Directions for this task -
Rewrite the records from the start through the line containing "x=307, y=377", keeping every request line as it is and shifting each coordinate value in the answers up by 41.

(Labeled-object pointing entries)
......

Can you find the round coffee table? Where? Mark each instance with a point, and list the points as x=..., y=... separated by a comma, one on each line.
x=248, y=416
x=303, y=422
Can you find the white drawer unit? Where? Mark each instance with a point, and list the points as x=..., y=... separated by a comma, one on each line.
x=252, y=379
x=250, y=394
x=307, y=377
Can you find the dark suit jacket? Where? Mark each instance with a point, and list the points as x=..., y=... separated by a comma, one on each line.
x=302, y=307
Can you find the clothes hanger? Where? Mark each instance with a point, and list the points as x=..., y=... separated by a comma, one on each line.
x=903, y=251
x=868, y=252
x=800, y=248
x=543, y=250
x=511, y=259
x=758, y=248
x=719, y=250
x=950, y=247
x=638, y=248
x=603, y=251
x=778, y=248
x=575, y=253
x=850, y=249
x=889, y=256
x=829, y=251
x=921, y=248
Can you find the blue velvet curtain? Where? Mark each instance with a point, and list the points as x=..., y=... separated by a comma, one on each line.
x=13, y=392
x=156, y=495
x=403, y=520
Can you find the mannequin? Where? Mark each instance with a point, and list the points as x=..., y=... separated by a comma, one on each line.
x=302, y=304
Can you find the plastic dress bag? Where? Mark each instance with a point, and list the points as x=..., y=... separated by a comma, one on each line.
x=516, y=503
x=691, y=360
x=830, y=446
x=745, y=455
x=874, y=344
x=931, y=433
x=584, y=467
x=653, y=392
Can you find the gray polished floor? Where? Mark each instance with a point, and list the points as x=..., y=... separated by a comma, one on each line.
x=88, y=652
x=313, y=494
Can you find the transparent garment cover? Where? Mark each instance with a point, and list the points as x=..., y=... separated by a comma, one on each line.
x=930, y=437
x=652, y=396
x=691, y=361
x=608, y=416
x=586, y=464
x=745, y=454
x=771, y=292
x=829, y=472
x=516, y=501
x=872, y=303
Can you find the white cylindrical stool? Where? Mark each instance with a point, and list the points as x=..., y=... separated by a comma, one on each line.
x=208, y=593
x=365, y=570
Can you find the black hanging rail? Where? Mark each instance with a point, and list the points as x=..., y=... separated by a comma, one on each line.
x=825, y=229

......

Task output -
Can you find the round coffee table? Where? Mark each instance with a point, and list the points as x=..., y=... separated by a comma, one on each line.
x=289, y=457
x=344, y=463
Can you find the white drawer unit? Where? Mark each instance with a point, and list the points as x=..., y=... separated by a comma, one on each line.
x=293, y=420
x=291, y=435
x=348, y=418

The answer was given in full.